━━ Data supplied

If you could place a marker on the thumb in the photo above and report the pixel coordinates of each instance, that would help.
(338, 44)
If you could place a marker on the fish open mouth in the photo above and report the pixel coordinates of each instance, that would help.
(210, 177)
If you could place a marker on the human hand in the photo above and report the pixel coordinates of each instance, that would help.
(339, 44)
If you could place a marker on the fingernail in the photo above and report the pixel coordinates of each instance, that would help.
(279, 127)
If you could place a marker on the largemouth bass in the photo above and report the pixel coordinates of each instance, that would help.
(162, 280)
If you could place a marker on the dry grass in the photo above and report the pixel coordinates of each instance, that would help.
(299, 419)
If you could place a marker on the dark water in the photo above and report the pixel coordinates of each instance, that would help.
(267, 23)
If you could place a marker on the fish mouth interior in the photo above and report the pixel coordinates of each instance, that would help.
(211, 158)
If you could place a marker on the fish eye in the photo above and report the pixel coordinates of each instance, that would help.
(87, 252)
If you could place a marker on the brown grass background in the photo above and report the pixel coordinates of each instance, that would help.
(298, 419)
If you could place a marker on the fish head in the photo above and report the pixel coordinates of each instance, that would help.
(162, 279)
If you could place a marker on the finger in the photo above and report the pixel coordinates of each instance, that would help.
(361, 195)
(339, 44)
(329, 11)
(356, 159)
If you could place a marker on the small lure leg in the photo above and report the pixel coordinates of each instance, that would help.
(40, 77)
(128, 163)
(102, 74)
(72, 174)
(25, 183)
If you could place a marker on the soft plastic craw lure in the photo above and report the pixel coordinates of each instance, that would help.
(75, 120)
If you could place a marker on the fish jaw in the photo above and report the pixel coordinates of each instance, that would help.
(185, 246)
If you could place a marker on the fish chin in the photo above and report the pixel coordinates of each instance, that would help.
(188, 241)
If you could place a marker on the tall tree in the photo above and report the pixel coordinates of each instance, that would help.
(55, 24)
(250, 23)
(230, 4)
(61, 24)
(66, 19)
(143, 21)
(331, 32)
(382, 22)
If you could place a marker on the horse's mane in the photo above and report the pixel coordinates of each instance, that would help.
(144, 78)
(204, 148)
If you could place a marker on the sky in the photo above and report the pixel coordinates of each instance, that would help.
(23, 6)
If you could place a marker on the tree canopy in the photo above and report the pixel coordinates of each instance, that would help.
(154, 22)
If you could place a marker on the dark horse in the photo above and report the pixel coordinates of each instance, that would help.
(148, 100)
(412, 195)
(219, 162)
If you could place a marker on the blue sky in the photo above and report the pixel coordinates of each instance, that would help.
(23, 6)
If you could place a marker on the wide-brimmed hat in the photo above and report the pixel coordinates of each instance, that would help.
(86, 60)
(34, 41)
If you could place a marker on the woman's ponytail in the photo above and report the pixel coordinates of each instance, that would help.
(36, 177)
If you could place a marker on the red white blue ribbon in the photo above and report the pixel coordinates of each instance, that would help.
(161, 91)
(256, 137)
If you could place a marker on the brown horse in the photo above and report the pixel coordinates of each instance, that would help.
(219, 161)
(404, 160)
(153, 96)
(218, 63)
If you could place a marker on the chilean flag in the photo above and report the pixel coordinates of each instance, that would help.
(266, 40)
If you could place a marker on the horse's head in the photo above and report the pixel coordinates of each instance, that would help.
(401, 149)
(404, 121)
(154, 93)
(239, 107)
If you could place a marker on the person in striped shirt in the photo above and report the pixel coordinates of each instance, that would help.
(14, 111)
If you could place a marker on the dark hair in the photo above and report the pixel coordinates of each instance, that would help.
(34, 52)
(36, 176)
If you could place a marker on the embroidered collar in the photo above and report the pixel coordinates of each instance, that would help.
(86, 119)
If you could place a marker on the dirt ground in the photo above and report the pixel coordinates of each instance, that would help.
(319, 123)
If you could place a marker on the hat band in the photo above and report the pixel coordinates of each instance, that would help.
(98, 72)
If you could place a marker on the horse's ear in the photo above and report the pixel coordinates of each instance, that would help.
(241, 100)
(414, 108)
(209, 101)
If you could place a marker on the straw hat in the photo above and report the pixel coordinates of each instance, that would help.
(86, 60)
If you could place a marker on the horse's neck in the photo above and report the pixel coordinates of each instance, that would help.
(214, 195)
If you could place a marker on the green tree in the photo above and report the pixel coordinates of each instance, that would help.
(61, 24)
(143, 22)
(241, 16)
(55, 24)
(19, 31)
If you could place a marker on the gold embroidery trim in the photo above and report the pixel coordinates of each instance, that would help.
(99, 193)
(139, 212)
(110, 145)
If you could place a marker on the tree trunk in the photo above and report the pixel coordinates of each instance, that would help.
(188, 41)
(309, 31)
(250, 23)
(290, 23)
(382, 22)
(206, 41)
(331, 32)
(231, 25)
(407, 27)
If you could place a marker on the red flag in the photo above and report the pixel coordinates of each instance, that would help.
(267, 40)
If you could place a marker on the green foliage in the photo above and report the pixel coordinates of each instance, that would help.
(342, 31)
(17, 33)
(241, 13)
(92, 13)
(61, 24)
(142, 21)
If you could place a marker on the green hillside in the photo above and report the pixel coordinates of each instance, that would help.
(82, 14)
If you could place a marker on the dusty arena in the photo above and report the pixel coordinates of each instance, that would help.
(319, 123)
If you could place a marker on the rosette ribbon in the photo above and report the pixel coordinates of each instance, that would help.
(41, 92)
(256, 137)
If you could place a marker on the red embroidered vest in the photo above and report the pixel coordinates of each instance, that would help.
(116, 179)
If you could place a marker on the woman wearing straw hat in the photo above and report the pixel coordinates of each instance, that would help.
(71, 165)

━━━━

## Required work
From the first line to the last, output the records word for word.

## Exercise answer
If you could place a marker on the thumb in the photo above and report the pixel coordinates of each instance, that would help.
(338, 44)
If you could place a marker on the fish open mouth in the photo above and report the pixel coordinates of each instance, that would help.
(210, 177)
If you could place a marker on the human hand in the photo above and report the pixel coordinates of each instance, that would help.
(339, 44)
If you could place a marker on the fingernail in the photo above and report the pixel coordinates of each instance, that would help.
(279, 127)
If you could place a marker on the largemouth bass in the photo above and report the pixel coordinates of each instance, that would help.
(162, 280)
If you could place a marker on the dry grass in the photo above and report the pixel coordinates of each instance, that would help.
(299, 419)
If you could place a marker on the dark water in the photo above and report the pixel coordinates of each instance, that would help.
(267, 23)
If you could place a marker on the fish mouth interior in the photo above and report the pixel coordinates of each instance, that would help.
(211, 158)
If you could place a marker on the fish eye in the photo above and report the pixel coordinates of each instance, that would help.
(87, 252)
If you could place a marker on the brown grass background in the photo above and report the pixel coordinates of each instance, that would help.
(298, 419)
If you could place a marker on the fish head in the photo above and report the pixel coordinates of each instance, that would help.
(162, 279)
If you could place a marker on the finger in the photo above and report the pixel coordinates of each instance, that would help.
(361, 195)
(339, 44)
(329, 11)
(356, 159)
If you could place a marker on the small lure leg in the photo above and report the pixel coordinates of each instance, that would help.
(40, 77)
(128, 163)
(102, 74)
(72, 174)
(25, 183)
If you could place a marker on the soft plastic craw lure in the photo above and report the pixel coordinates of each instance, that would help.
(75, 120)
If you could place a marker on the fish jaw in the photo above and report the pixel coordinates of each instance, that would help.
(185, 246)
If you could place a marker on the fish chin in the photo above and report the pixel coordinates of each instance, that would help.
(188, 241)
If you could place a marker on the tall tree in the photo above and report the pixel coordinates of each instance, that would help.
(55, 24)
(250, 23)
(230, 4)
(61, 24)
(66, 19)
(143, 21)
(331, 32)
(382, 22)
If you could place a marker on the horse's mane in the photo above and report the pixel coordinates of each instance, that would help.
(144, 78)
(204, 148)
If you could place a marker on the sky in the photo above and report the pixel coordinates of each instance, that would help.
(23, 6)
If you could place a marker on the tree canopy in the photo above and report the pixel coordinates of each instance, that would help.
(154, 22)
If you could place a marker on the dark horse in the photo above and report the pixel coordinates of each instance, that would help.
(148, 100)
(412, 195)
(219, 162)
If you could place a marker on the blue sky in the photo above and report the pixel coordinates of each instance, that would help.
(23, 6)
If you could place a marker on the wide-brimmed hat in the photo above and report the pixel coordinates of each instance, that would help.
(86, 60)
(34, 41)
If you could place a marker on the woman's ponytail in the photo above and report the pixel coordinates of each instance, that would help.
(36, 177)
If you could place a marker on the red white blue ribbon in the photo above and report the pixel coordinates of each instance, that would help.
(161, 91)
(256, 137)
If you could place a marker on the brown horse in the photo above and report the pixel coordinates of each instance, that would help.
(219, 161)
(404, 160)
(153, 96)
(218, 63)
If you could place a marker on the chilean flag in the photo above and report the pixel coordinates of each instance, that would help.
(266, 40)
If you could place a marker on the horse's head in the photo above and report the pixel coordinates of each instance, that would help.
(401, 149)
(404, 121)
(154, 93)
(239, 107)
If you could place a marker on the person in striped shirt in the photo above and report the pixel coordinates of each instance, that would help.
(14, 111)
If you could place a marker on the dark hair in the photo above and report the pixel coordinates of each instance, that would help.
(34, 52)
(36, 176)
If you could place a marker on the embroidered collar in the photo above and report the pixel coordinates of each instance, that would help.
(86, 119)
If you could place a marker on the dirt ground in the photo above and report the pixel coordinates of each instance, that would help.
(319, 123)
If you could place a marker on the hat band in the photo above and report the pixel coordinates of each instance, that would help.
(98, 72)
If you could place a marker on the horse's ear in the photo above and report the pixel coordinates of each instance, that would help.
(241, 100)
(414, 108)
(209, 101)
If you could place a marker on the straw hat in the photo above and report the pixel coordinates of each instance, that would help.
(86, 60)
If you could place a marker on the horse's neck in the photo above and report the pixel coordinates of each instance, that would help.
(214, 195)
If you could place a marker on the green tree in the photo above and report the pixel coordinates of each instance, that would help.
(61, 24)
(143, 22)
(241, 16)
(55, 24)
(19, 31)
If you could place a marker on the gold embroidery trim in the photo above and report the pixel coordinates of each instance, that would help.
(99, 193)
(139, 212)
(110, 145)
If you could place a marker on the tree trunk in the photo above and report the pixel coordinates of each instance, that would help.
(188, 41)
(309, 31)
(250, 23)
(290, 23)
(382, 22)
(206, 41)
(331, 32)
(231, 25)
(407, 27)
If you could place a marker on the red flag in the photo above and report the pixel coordinates of each instance, that would help.
(267, 40)
If you could place a marker on the green foliage in the photo above and report the pixel coordinates of each instance, that would help.
(342, 31)
(17, 33)
(241, 13)
(92, 13)
(61, 24)
(142, 21)
If you could place a marker on the green hillside in the photo above and report the pixel coordinates of each instance, that would help.
(82, 14)
If you could place a marker on the dusty arena in the photo above and report the pixel coordinates of each instance, that would help.
(319, 123)
If you could place a marker on the rosette ribbon in the photo above and report the pixel coordinates of each instance, that would help.
(41, 92)
(256, 137)
If you could place a marker on the red embroidered vest in the photo above and report the pixel coordinates of each instance, that would help.
(116, 179)
If you could place a marker on the woman wearing straw hat in the photo above and report the pixel coordinates of each instance, that would help.
(71, 165)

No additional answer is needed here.